Stored data entries

[Start of Attachment]

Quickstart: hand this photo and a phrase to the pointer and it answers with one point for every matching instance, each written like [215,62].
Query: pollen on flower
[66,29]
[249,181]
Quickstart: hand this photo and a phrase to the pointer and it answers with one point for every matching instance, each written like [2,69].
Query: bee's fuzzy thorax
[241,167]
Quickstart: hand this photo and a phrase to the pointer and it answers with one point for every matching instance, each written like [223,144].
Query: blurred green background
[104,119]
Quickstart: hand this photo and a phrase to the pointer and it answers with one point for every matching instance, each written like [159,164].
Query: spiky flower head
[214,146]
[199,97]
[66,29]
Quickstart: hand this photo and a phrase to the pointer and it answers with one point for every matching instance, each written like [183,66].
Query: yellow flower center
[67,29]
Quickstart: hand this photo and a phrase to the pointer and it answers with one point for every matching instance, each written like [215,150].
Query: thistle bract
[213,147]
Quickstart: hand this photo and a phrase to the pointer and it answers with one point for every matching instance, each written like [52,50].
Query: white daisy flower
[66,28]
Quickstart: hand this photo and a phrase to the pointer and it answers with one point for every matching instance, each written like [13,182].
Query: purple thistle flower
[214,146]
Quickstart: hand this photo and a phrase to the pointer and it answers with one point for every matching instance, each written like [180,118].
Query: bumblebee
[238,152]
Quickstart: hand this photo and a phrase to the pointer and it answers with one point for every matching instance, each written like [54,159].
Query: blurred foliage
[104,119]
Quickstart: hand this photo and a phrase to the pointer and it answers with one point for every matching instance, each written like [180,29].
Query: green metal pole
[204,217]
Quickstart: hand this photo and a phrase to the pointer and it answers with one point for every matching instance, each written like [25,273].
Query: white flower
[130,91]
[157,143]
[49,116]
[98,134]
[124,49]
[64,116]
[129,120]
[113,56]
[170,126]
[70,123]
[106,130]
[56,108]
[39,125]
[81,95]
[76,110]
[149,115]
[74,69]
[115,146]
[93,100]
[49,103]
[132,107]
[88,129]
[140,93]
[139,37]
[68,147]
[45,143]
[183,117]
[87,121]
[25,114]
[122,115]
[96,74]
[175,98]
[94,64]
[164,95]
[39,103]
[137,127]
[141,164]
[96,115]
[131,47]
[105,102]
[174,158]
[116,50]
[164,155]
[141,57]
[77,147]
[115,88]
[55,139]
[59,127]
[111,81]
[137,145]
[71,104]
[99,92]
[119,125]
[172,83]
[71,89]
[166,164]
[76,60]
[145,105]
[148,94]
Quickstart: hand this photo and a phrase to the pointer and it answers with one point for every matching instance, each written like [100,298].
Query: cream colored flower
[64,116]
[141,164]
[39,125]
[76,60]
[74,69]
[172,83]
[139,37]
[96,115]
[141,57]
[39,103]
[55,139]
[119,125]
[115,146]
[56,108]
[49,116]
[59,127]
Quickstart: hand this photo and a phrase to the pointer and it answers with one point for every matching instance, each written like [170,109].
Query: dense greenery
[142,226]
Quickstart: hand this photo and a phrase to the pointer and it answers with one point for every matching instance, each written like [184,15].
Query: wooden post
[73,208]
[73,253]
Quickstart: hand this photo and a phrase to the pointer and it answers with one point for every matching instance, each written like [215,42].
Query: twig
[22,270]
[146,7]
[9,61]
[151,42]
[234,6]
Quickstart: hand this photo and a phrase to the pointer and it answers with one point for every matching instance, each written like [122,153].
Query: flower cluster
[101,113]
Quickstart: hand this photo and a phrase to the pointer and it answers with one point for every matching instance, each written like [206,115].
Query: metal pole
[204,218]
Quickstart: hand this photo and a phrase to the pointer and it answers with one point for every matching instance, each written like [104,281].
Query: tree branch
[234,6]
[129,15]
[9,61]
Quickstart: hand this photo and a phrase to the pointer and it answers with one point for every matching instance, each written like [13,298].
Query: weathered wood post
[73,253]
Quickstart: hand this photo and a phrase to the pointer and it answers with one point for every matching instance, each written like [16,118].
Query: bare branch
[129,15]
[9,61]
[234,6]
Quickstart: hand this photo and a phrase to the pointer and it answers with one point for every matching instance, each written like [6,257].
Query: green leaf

[End of Attachment]
[Start of Attachment]

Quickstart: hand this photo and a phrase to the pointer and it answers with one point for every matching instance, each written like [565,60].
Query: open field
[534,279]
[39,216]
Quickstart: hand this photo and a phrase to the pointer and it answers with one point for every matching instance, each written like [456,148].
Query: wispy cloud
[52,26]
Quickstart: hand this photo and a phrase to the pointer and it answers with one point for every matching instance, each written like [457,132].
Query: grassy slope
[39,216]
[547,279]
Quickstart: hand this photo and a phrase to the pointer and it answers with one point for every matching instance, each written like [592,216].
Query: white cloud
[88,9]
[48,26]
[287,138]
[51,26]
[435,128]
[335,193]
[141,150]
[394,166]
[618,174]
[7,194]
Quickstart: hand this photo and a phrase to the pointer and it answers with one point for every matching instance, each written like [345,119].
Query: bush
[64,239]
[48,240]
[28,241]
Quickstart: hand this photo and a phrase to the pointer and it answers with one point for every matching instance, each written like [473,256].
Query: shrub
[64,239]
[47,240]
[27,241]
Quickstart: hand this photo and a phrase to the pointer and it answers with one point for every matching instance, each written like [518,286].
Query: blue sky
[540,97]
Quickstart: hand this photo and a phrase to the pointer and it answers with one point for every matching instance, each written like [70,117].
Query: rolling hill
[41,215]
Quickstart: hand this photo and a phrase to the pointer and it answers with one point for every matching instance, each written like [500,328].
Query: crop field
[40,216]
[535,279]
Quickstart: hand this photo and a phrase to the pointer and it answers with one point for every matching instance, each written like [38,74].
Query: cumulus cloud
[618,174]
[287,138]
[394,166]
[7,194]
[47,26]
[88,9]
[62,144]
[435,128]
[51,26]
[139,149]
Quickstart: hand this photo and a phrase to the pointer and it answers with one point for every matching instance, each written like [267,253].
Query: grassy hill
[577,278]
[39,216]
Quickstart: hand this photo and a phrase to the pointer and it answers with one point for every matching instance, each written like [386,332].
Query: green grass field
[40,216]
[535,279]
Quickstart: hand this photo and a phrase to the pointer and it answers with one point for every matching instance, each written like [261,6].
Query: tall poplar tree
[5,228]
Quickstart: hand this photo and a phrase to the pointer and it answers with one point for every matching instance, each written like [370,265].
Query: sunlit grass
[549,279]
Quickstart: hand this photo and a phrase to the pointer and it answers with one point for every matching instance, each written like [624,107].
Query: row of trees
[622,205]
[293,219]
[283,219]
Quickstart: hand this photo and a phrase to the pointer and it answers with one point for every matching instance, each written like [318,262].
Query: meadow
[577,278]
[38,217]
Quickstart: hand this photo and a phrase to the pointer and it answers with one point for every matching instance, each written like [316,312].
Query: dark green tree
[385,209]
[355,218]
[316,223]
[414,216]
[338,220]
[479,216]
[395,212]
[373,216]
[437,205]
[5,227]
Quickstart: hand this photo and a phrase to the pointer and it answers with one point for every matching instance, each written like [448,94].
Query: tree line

[End of Attachment]

Both the line containing "Query: weathered wood post" and the line containing "Query: green leaf" belong in the answer. Print them and every line above that falls between them exactly, and no others.

— Output for this exercise —
Query: weathered wood post
[73,253]
Quickstart: hand this photo and a phrase to the pointer and it answers with one point for every matching instance, each written like [16,118].
Query: bare branch
[129,15]
[9,61]
[234,6]
Quickstart: hand this photo and a phrase to the pointer and it answers with one point for every matching instance, each written like [6,257].
Query: green leaf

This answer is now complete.